◆ PROVIDED DATA

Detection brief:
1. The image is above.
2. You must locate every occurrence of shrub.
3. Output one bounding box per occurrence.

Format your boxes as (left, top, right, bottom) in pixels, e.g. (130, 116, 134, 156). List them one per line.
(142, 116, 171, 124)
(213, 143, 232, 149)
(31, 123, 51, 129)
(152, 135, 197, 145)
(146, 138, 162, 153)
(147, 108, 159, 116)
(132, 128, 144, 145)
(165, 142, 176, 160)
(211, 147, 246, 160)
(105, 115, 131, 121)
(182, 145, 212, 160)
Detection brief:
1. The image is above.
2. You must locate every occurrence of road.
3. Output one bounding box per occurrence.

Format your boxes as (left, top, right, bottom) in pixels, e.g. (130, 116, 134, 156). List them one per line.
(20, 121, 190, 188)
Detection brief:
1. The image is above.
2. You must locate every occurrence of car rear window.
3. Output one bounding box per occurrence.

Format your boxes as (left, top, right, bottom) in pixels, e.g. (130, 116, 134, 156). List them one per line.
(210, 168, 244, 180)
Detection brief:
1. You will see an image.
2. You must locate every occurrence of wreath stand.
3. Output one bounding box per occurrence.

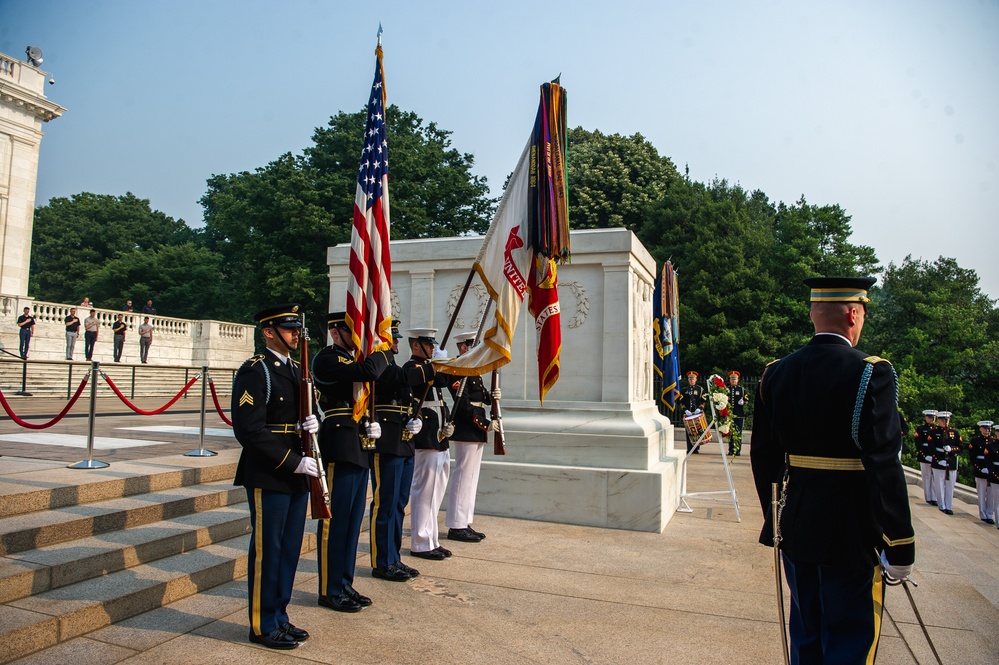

◆ WHAT YOU NEED TO DO
Could you return each entry word for word, with the images omitted?

◆ SOLUTION TO THIS PROBLEM
Detection brief:
1. The image is above.
2. You must locate every occurrence of shrub.
3. Output one bounding box per occurrence.

Format your boxes as (left, top, right, bottom) in pixels, e.g. (130, 116, 134, 156). List them one per line.
(142, 116, 171, 124)
(213, 143, 232, 149)
(31, 123, 51, 129)
(152, 135, 197, 145)
(146, 138, 162, 153)
(147, 108, 159, 116)
(132, 128, 144, 145)
(165, 142, 176, 160)
(211, 147, 246, 160)
(105, 115, 131, 121)
(182, 145, 212, 160)
Detection brief:
1. The image is above.
2. You must locate every occurrence of road.
3. Output one bounding box per occurrence.

Format your boxes as (left, top, right, bottom) in pixels, e.g. (130, 116, 134, 156). List them one per line.
(20, 121, 190, 188)
Detection brief:
1. The image is above.
2. You must locate every occurrence of car rear window.
3. Output one bounding box per occurrence.

Format your boxes as (left, top, right, bottom) in pixels, e.g. (130, 116, 134, 156). List them one per line.
(210, 168, 244, 180)
Detection brief:
1. You will see an image.
2. You must locate every occurrence of wreath stand.
3. Output one bounding box per occurrence.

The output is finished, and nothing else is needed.